▶ Requirement
Copy all of the entries below, requests included, but raise every bounding box coordinate in the answers by 111. Leave the pictures out.

▶ Task inputs
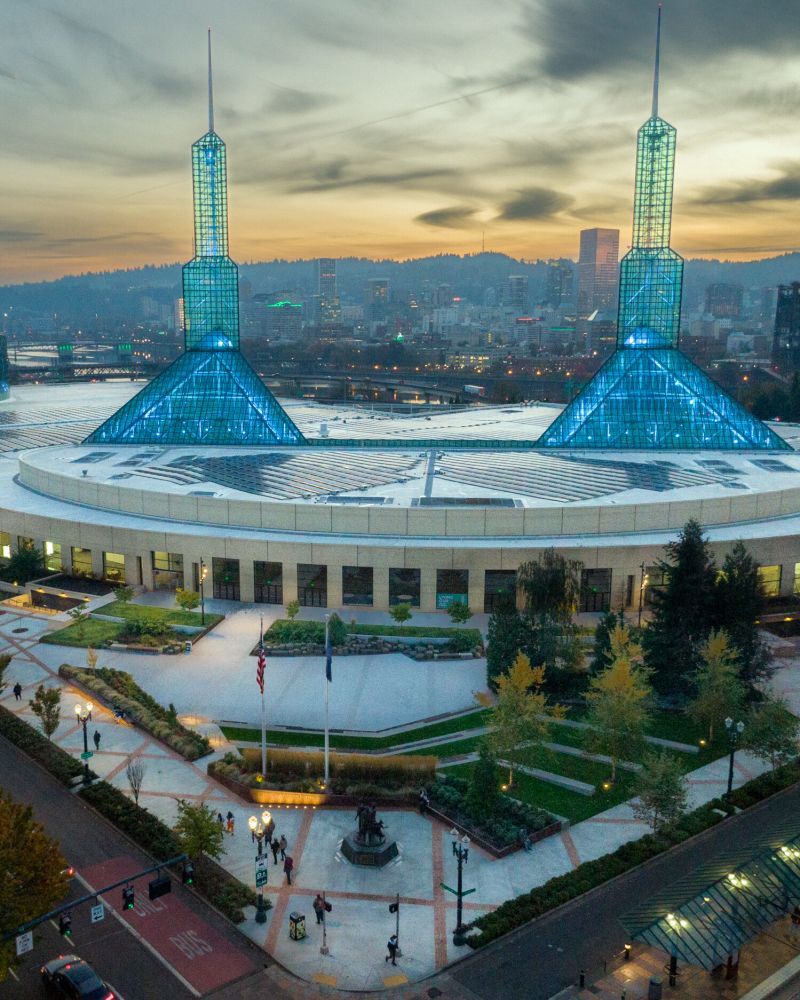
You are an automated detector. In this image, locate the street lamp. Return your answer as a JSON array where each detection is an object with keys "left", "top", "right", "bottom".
[
  {"left": 450, "top": 827, "right": 469, "bottom": 945},
  {"left": 198, "top": 559, "right": 208, "bottom": 625},
  {"left": 247, "top": 809, "right": 275, "bottom": 924},
  {"left": 75, "top": 701, "right": 92, "bottom": 785},
  {"left": 725, "top": 717, "right": 744, "bottom": 799}
]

▶ Response to this exercise
You are an automated detector. In this image, locate the street lamp. Return your answer as a JSON array where each detection is an object with keys "left", "top", "right", "bottom".
[
  {"left": 561, "top": 938, "right": 580, "bottom": 1056},
  {"left": 309, "top": 670, "right": 319, "bottom": 736},
  {"left": 358, "top": 920, "right": 386, "bottom": 1035},
  {"left": 186, "top": 812, "right": 203, "bottom": 896},
  {"left": 836, "top": 828, "right": 855, "bottom": 910}
]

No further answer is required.